Named-object pointing records:
----------------

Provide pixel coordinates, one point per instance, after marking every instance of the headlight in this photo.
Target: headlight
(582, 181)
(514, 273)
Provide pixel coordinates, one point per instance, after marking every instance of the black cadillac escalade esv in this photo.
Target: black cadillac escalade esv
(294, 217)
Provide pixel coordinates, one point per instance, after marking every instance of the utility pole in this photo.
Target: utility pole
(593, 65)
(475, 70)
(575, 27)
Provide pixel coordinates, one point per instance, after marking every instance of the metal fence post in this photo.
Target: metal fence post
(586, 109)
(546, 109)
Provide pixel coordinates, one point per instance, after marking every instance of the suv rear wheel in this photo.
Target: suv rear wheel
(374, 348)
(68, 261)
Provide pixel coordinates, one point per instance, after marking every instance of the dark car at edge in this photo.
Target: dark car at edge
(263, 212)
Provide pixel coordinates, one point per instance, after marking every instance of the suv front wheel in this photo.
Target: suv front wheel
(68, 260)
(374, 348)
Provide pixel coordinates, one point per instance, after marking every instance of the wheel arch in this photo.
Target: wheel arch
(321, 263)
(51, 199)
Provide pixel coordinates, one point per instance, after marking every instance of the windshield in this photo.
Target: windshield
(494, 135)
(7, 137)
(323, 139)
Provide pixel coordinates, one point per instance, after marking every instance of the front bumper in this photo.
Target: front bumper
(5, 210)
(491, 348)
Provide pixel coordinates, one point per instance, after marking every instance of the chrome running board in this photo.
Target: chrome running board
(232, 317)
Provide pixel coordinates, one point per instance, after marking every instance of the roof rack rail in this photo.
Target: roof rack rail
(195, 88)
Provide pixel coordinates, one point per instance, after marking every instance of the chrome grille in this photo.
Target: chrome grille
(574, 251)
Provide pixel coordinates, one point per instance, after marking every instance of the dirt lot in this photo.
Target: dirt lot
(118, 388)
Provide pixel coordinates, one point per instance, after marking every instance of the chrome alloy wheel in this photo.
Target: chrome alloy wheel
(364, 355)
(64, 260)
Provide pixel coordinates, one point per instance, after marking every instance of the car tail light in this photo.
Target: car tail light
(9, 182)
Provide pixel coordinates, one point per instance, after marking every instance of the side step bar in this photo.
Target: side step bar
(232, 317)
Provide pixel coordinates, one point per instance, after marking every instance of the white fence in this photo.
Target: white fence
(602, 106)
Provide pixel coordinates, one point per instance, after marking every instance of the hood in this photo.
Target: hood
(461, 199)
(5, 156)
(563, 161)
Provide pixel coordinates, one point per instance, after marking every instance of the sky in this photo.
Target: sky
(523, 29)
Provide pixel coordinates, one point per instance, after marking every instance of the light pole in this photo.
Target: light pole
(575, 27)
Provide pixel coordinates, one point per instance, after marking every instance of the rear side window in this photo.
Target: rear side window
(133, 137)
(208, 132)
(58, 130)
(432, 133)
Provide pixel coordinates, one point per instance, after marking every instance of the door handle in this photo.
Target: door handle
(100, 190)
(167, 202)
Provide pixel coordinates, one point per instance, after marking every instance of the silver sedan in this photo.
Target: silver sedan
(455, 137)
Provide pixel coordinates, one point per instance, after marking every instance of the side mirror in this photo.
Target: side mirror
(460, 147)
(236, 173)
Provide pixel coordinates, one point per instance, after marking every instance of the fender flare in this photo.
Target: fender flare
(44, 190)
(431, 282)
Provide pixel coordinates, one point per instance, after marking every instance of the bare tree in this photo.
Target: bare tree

----------------

* WRITTEN EXERCISE:
Everything from the line containing "alloy wheel in this photo." through the last line of the records must be given again exactly; leave out all other lines.

* THE SOLUTION:
Provide pixel coordinates, one point per instance, after marking every instance of the chrome alloy wheel in this photo.
Target: chrome alloy wheel
(364, 355)
(64, 260)
Provide pixel coordinates, one point per instance, after marking every instance of the car tail light in this photo.
Target: car tail light
(9, 182)
Provide pixel coordinates, one point per instance, after marking every instance of the side step bar in this photo.
Target: side step bar
(232, 317)
Provide pixel coordinates, one point per instance, after marking every instance of the white fence in this photo.
Target: white fence
(602, 106)
Provide pixel coordinates, one point per instance, after marking every instance of the hood in this photo.
Target: hood
(461, 199)
(5, 156)
(563, 161)
Provide pixel coordinates, one point per instance, after marking every instance of the sky in this photo.
Target: sky
(523, 29)
Provide pixel coordinates, one point per instance, after marking every instance of the light pole in this photo.
Target: light pole
(575, 27)
Provide pixel coordinates, one point per instance, after marking every instance of the rear side window in this photo.
Target: rear side window
(133, 137)
(208, 132)
(58, 130)
(432, 133)
Provide pixel coordinates, one point per instance, after marking every instance of the door handle in this photo.
Target: door handle
(100, 190)
(167, 202)
Provide pixel coordinates, one point per instance, after marking every instance of the silver sedan in this photo.
Target: silver sedan
(455, 137)
Provide pixel coordinates, one point per instance, after marking every instance of the side mirror in this photo.
Target: side mirror
(460, 147)
(236, 173)
Provide pixel coordinates, one point per instance, after marking every instance of the fender flare in this photo.
Target: fender flare
(44, 190)
(431, 282)
Provide pixel coordinates, one point per instance, after marking every instance of the bare tree in this photo.
Target: bare tree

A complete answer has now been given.